GOAL: Copy out the items again, starting with the line containing "Spot the fish lip" and going on through the last item, requests included. Shift every pixel coordinate in the answers up by 119, and leave the numbers in the requests and their samples as they are.

━━ INFORMATION SUPPLIED

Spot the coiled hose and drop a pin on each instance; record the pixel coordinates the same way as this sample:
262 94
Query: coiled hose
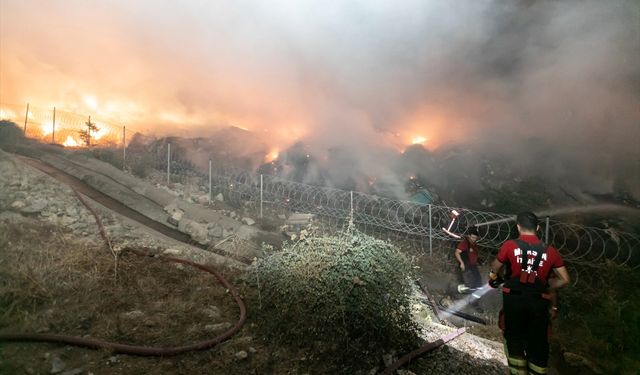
135 349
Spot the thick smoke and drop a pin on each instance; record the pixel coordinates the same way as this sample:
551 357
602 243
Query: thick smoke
519 88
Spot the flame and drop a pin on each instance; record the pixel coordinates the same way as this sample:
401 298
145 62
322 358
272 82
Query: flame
47 128
418 140
70 142
7 114
90 101
102 131
272 155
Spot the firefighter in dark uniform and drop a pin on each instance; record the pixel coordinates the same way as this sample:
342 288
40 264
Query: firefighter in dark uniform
527 293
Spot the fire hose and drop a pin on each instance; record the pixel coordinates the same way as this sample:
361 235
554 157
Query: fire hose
440 307
426 348
134 349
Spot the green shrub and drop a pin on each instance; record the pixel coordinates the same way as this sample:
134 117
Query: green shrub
10 134
603 322
350 292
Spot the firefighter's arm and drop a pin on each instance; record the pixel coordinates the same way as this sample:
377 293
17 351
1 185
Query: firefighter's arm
459 258
561 280
553 308
494 275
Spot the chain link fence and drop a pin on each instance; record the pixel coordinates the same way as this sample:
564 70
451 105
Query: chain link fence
421 224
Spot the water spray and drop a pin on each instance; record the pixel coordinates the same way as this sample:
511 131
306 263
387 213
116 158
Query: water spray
447 230
461 304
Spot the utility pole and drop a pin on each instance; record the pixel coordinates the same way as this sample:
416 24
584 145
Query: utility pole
124 148
26 117
53 132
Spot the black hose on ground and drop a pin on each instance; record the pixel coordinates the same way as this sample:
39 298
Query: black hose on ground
422 350
135 349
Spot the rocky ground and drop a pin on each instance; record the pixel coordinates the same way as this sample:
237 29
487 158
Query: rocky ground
28 195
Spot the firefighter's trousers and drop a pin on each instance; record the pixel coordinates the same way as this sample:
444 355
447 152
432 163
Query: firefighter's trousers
526 318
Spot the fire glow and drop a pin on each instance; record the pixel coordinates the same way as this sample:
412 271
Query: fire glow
272 155
418 140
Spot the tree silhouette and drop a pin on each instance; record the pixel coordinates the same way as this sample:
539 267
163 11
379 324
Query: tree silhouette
85 135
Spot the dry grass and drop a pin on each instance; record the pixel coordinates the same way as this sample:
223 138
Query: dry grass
52 282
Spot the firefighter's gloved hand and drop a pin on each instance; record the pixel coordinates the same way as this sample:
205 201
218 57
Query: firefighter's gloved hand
495 280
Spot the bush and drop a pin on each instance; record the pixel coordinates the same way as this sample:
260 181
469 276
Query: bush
10 134
606 330
350 291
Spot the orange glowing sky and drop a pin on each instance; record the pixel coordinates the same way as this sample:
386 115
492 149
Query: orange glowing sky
379 73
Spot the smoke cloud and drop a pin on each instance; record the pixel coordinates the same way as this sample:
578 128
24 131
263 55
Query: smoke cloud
546 88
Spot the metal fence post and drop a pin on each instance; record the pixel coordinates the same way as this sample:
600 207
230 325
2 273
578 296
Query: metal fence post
26 116
351 205
168 163
261 196
53 132
430 233
124 148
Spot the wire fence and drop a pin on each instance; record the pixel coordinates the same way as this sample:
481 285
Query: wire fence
270 195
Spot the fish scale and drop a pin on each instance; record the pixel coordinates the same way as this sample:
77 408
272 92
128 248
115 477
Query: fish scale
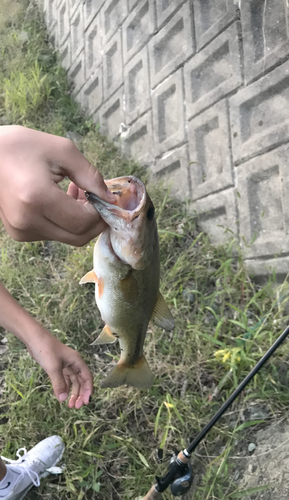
126 273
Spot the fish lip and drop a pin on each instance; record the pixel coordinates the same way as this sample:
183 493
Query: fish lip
115 209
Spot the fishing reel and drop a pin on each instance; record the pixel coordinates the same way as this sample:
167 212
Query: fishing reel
179 477
183 479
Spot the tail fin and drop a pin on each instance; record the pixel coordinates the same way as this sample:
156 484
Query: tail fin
138 375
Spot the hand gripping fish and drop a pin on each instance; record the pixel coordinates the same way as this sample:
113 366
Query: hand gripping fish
126 273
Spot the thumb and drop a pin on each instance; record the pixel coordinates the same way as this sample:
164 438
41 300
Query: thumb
59 384
81 172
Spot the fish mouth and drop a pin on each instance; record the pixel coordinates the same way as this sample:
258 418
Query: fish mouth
130 194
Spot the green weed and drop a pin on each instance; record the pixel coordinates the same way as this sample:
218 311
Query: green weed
224 322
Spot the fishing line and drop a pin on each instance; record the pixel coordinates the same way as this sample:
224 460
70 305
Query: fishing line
180 476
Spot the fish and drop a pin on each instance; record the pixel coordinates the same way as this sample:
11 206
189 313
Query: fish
126 273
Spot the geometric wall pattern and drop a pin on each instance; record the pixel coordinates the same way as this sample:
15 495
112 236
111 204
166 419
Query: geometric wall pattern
197 90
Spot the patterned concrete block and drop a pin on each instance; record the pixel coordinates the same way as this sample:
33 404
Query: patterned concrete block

━━━━

REPLY:
Spot the fish lip and drop a pin on each instance; record the pixel coordinates the same way as this sample:
183 493
Query: fish lip
234 328
Spot the fishing reel and drop a pin on each instance; record the pixel coordinates the same way as this sample:
167 212
Query: fishing reel
298 596
302 598
Spot the tail fin and drop a pin on each instance; record the pixel coordinates the same way as this sample:
156 484
Query: tail fin
257 494
Spot the hand gripping fish and drop a pin on each instance; record the pixel coordinates the same way as this sample:
113 366
Query: hand gripping fish
245 392
Spot the thumb and drop a pin on each instance; record the pixel coordinates the same way as this sample:
164 438
41 300
Query: thumb
178 503
200 291
Spot the fish mouth and drop a pin on each instance; record the pixel coordinates the same way as this sample:
258 418
Query: fish mouth
249 313
Spot the green weed and drop a pin on each instance; record the pixel coordinates the same way as this sample:
218 311
Query: green weed
343 441
Spot the fishing line and drop a pin on each instance; record the pixel coordinates the same way as this sample:
224 460
70 305
Query: fishing line
299 595
Spot the fish and drop a pin on each instance; record the pixel coordinates the same way as this sample:
11 206
189 313
Query: fish
245 392
Spot the geometric wall pattern and drop a pin on each instance; record the pixel coordinates the same way as this sample:
15 495
112 236
111 204
166 419
Query: geometric wall pattern
316 209
Spot the patterned concrete block and drop a pin on each instance; record the pixel coordinates the same way as this sample:
33 404
Query: patterned concrete block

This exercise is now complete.